Textauszug:
* * *
# taz.de -- Nachruf auf Helen Thomas: In der ersten Reihe
       
       > Helen Thomas war die erste Frau in der Männerdomäne des
       > US-Politikjournalismus. Nun ist die scharfzüngige Kolumnistin mit 92
       > Jahren gestorben.
       
 (IMG) Bild: Gezielte Fragen: Helen Thomas bei einer Pressekonferenz im Weißen Haus in Jahr 2009.
       
       Fünf Jahrzehnte lang gehörte Helen Thomas zum Kern der
       White-House-Korrespondenten. Über zehn US-Präsidenten hat sie berichtet,
       von John F. Kennedy bis Barack Obama. Sie war die erste Frau in der
       Männerdomäne Politikjournalismus, die erste Präsidentin gleich mehrerer
       Journalistenverbände. Der Sitzplatz in der Mitte der ersten Reihe bei
       Pressekonferenzen der US-Präsidenten war ihr sicher. Jetzt ist Helen Thomas
       mit 92 Jahren in ihrem Washingtoner Appartment gestorben.
* * *
Datenblock:
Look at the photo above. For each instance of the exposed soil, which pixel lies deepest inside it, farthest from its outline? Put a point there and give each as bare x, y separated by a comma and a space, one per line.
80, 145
* * *
Aufgaben:
a. Über wie viele US-Präsidenten hat Helen Thomas laut dem Nachruf berichtet?
b. Führe den Nachruf auf Helen Thomas nach seinem letzten Satz weiter.
Das Material ist unabhängig vom Nachruf zu betrachten.

Lösungen:
a. Über zehn US-Präsidenten, von John F. Kennedy bis Barack Obama.

b.
       
       Helen Thomas wurde 1920 als siebtes von neun Kindern einer libanesischen
       Einwandererfamilie in Winchester, Kentucky geboren. Ihr Vater war
       Analphabet - und die Eltern sorgten dafür, dass alle ihre Kinder eine gute
       Schulbildung bekamen. Die Famlie zog nach Detroit, Thomas studierte,
       arbeitete in der Schülerzeitung und wollte in den Journalismus.
       
       1942 zog sie auf der Suche nach Arbeit nach Washington, arbeitete kurz bei
       der Washington Daily News und bekam dann einen Job bei der United Press,
       später UPI. Erst 1960 gelang ihr der Durchbruch, als UPI sie auf die
       populäre First Lady Jackie Kennedy ansetzte.
       
       Aber das war immer noch Gesellschaftsberichterstattung, und Helen Thomas
       wollte in den politischen Teil wechseln. Aber sowohl das Pressecorps des
       Weißen Hauses als auch die Journalistenorganisationen, vom National Press
       Club über die White-House-Correspondents-Vereinigung bis zum Gridiron Club
       waren reine Männerdomänen. Thomas setzte alles daran, dem ein Ende zu
       setzen und schaffte das auch: Bis 1974 hatten alle Organisationen ihre Tore
       für Frauen geöffnet, später war Thomas die jeweils erste weibliche
       Vorsitzende aller drei Organisationen.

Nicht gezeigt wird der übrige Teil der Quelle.